In West Virginia, Rockefeller served for 10 years on the board of the West Virginia Educational Broadcasting Authority. She was the chairman and founder of Mountain Artisans (a quilting business for low-income artisans), served on the board of directors of the Sunrise Museum, and worked as a teacher’s assistant for the Head Start program in Coal Branch Heights.

David M. Rubenstein

David M. Rubenstein is a Washington, DC, philanthropist and co-founder co-chairman of the Carlyle Group, a global alternative asset manager. He has been involved with the National Gallery of Art since 1999, when he became a patron member of the National Gallery of Art Circle through 2003. In 2005, Rubenstein made a substantial gift toward scholarly publications and curatorial fellowships. He has been on the National Gallery of Art Board of Trustees since 2015 and served as a member of the Trustees’ Council from 2005 to 2010. In 2012, Rubenstein generously donated $10 million towards the expansion of the National Gallery’s East Building.

Rubenstein is chairman of the boards of trustees of the John F. Kennedy Center for the Performing Arts, the Smithsonian Institution, and the Council on Foreign Relations; a fellow of the Harvard Corporation; a trustee of the University of Chicago, the Memorial Sloan Kettering Cancer Center, Johns Hopkins Medicine, the Institute for Advanced Study, the Brookings Institution, and the World Economic Forum; a director of the Lincoln Center for the Performing Arts and the American Academy of Arts and Sciences; and president of the Economic Club of Washington, DC.

Rubenstein is a member of the American Philosophical Society and the Business Council, member and chairman of the Harvard Global Advisory Council and the James Madison Council of the Library of Congress, member of the Harvard Business School board of dean’s advisors, member and former chairman of the advisory board of the School of Economics and Management at Tsinghua University, and member of the board of the World Economic Forum Global Shapers Community. He has also served as chairman of the board of trustees of Duke University and cochairman of the board of the Brookings Institution.

Rubenstein is an original signer of the Giving Pledge; a significant donor to all of the above-mentioned nonprofit organizations; and a recipient of the Carnegie Medal of Philanthropy and MoMA’s David Rockefeller Award, among other philanthropic awards.

**Entries provided**
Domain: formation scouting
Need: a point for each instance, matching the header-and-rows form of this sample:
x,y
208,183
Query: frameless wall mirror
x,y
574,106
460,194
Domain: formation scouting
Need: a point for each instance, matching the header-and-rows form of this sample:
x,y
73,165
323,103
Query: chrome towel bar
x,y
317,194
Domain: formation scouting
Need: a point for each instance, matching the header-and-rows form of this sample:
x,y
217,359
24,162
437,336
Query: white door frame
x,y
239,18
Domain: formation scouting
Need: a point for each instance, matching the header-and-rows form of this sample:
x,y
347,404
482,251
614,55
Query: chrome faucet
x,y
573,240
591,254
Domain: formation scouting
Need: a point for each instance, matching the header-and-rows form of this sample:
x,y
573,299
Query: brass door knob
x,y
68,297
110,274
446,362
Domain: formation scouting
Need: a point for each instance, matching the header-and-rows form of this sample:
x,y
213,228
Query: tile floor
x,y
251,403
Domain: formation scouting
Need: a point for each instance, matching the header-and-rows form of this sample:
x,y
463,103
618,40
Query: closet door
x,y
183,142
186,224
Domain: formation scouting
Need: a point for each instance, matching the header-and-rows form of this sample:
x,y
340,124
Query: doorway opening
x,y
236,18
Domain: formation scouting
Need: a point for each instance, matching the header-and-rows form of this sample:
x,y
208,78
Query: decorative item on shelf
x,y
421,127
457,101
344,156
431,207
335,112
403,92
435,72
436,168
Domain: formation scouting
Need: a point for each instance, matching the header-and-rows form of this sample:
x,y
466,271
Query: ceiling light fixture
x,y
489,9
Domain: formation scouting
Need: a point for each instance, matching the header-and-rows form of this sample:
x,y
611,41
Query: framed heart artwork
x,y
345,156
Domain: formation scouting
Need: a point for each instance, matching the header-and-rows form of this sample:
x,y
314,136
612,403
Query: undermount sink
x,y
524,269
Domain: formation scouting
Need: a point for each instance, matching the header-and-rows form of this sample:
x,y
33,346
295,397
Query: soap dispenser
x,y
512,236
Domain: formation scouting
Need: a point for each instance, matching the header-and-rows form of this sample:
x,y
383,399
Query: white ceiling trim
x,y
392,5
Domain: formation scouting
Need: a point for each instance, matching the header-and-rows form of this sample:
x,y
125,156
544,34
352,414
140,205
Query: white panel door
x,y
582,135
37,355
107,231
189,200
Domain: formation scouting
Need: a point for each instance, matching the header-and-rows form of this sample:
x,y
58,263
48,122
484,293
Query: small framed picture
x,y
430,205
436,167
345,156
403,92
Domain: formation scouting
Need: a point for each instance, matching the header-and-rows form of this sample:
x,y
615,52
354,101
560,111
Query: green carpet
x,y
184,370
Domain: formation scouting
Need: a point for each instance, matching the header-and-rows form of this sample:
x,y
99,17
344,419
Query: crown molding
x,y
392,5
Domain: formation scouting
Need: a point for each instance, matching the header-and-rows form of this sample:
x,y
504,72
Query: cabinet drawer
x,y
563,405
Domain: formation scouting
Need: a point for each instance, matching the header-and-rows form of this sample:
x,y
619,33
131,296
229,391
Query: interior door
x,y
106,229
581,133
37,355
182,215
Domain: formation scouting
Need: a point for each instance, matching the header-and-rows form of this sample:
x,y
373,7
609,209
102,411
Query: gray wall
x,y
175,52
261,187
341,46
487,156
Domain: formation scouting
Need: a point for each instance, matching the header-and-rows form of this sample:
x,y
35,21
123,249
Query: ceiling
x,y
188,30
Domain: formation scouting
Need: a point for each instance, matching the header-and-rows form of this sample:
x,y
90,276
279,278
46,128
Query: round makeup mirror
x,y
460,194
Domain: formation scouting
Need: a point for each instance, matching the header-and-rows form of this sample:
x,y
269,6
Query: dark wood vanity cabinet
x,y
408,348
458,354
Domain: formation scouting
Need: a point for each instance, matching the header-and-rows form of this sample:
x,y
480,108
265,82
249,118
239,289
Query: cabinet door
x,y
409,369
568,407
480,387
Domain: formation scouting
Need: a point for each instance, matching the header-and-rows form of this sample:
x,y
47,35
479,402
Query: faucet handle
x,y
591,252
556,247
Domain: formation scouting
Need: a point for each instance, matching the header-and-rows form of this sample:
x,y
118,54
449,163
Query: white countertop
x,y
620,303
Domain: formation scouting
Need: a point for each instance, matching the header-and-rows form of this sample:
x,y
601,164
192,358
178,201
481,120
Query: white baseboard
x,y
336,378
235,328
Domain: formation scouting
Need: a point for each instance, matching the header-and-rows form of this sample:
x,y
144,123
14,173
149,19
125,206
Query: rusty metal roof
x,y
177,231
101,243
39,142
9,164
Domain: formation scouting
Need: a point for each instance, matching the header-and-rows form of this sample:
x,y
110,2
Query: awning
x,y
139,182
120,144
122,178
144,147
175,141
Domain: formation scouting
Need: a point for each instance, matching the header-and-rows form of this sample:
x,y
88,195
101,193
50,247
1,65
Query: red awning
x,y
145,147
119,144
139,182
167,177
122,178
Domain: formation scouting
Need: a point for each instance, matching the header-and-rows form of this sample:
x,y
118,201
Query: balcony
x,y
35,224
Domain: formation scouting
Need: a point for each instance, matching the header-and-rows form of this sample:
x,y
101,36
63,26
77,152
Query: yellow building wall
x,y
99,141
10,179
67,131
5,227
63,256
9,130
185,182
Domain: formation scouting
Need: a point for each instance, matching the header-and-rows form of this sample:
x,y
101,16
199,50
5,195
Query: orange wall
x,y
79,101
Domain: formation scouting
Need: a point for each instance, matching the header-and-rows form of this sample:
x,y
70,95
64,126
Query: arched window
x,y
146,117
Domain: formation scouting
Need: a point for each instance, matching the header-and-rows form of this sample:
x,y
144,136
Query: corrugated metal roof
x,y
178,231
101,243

**Assigned task A**
In the trustee profiles, reproduce the passage from "Rubenstein is chairman" to "of Washington, DC.".
**Assigned task B**
According to the trustee profiles, how much did Rubenstein donate in 2012 toward the expansion of the National Gallery's East Building?
**Assigned task C**
Extend the trustee profiles with new text that picks up after their last sentence.
These records come from a separate source.

**Written response A**
Rubenstein is chairman of the boards of trustees of the John F. Kennedy Center for the Performing Arts, the Smithsonian Institution, and the Council on Foreign Relations; a fellow of the Harvard Corporation; a trustee of the University of Chicago, the Memorial Sloan Kettering Cancer Center, Johns Hopkins Medicine, the Institute for Advanced Study, the Brookings Institution, and the World Economic Forum; a director of the Lincoln Center for the Performing Arts and the American Academy of Arts and Sciences; and president of the Economic Club of Washington, DC.

**Written response B**
$10 million.

**Written response C**
Rubenstein has been a leader in patriotic philanthropy through transformative gifts for the restoration or repair of the Washington Monument, Monticello, Montpelier, Mount Vernon, Arlington House, the Iwo Jima Memorial, the Kennedy Center, the Smithsonian, the National Archives, the National Zoo, the Library of Congress, and the National Museum of African American History and Culture. Rubenstein is the host of The David Rubenstein Show: Peer-to-Peer Conversations on Bloomberg TV and PBS.

Rubenstein, a native of Baltimore, graduated magna cum laude in 1970 from Duke University, where he was elected Phi Beta Kappa. He graduated in 1973 from the University of Chicago Law School, where he was an editor of the Law Review.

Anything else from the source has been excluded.